Return, word for word, the lines of the data below, starting at the line that contains "Tag each instance of the flowering" and ending at the last line of the data, with both included.

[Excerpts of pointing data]
┌────────

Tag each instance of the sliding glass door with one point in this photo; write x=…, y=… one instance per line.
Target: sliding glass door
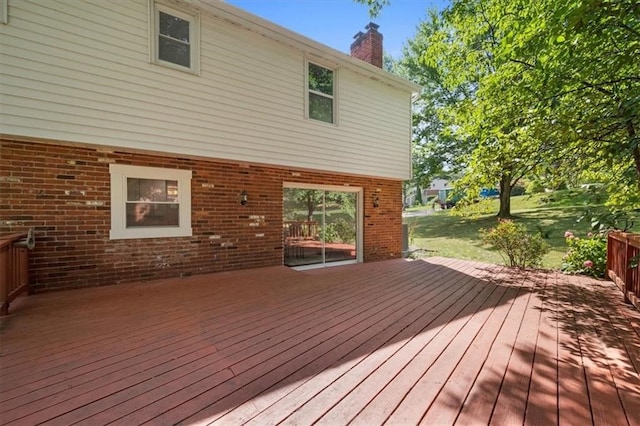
x=321, y=225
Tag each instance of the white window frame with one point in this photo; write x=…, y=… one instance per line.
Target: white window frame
x=334, y=97
x=194, y=36
x=120, y=173
x=4, y=11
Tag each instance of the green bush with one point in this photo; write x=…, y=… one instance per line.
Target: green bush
x=534, y=187
x=517, y=247
x=517, y=190
x=587, y=256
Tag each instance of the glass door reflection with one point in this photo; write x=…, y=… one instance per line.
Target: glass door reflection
x=319, y=226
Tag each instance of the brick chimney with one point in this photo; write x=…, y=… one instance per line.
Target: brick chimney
x=368, y=46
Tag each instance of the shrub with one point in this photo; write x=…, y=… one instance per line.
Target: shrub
x=587, y=256
x=517, y=247
x=534, y=187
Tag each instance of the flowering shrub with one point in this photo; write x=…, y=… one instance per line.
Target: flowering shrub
x=586, y=256
x=516, y=246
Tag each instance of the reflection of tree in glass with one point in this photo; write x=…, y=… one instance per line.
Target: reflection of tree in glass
x=173, y=40
x=149, y=195
x=320, y=93
x=320, y=79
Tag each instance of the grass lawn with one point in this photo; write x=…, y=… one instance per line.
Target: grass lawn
x=442, y=233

└────────

» Task output:
Tag each instance of the flowering shrub with one point in this photo; write x=…, y=… one instance per line.
Target: flowering shrub
x=586, y=256
x=516, y=246
Tag each instance of the reflection of tree in glass with one point in this photo; write x=…, y=… one instance per line.
Target: reflection of tree in glass
x=173, y=40
x=149, y=195
x=320, y=93
x=320, y=79
Tag each instance of the grass lawn with one point in this photo; write x=…, y=… one instance per line.
Target: grass lawn
x=442, y=233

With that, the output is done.